▸ **Objective**
Copy out all of the material below, including the text before each answer, and shift every x and y coordinate in the answers up by 61. Leave the pictures out.

▼

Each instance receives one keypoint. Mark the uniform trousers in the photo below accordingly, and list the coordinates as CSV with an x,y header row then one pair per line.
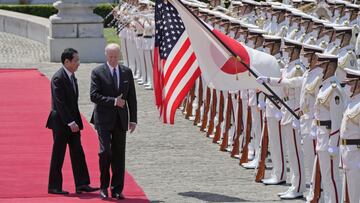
x,y
329,168
295,158
276,148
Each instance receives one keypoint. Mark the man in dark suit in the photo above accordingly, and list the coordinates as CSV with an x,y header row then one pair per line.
x,y
113,92
65,122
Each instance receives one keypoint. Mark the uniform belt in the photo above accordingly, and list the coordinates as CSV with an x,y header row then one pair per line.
x,y
273,98
324,123
351,142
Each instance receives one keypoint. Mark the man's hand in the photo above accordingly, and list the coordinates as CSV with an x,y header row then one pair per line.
x,y
262,79
74,128
132,127
333,151
120,102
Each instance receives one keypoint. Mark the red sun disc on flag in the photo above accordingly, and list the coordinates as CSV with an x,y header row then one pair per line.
x,y
233,65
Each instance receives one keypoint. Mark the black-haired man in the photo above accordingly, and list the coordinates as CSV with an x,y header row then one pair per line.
x,y
65,122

▲

▸ **Solution to this exercise**
Each instance receives one keypoint. Mark the uniform trousers in the photo below accordingly, and list the coordinates as CSV with an x,y header row then one pair per line.
x,y
390,229
356,219
337,209
Each instance receives one keypoint. Mark the man in dark suit in the photo above accordingly, and list the coordinates as CSV with an x,y header row then one pair per line.
x,y
174,153
126,183
Each instance receives one keypoint. Mark the uniform belt in the photo above accordingly, and list the coordinates as CSV with an x,y header row then one pair per line.
x,y
334,159
385,184
412,203
Each instance receives one keypoint. Mark the man's hand in the photo above accordingly, and list the coordinates as CSV with an x,y header row then one pair per line.
x,y
323,140
135,189
193,188
394,212
181,163
Each instance receives one keypoint. Mark the red sun disc on flag in the photo above accordingly, and list the coordinates as CSV with an x,y header row then one pair per line.
x,y
294,126
Each instance receives one keypoint. Mark the black-haired man in the photo above accordingly, and list the coordinates as CSV with an x,y header row then one pair per line.
x,y
126,183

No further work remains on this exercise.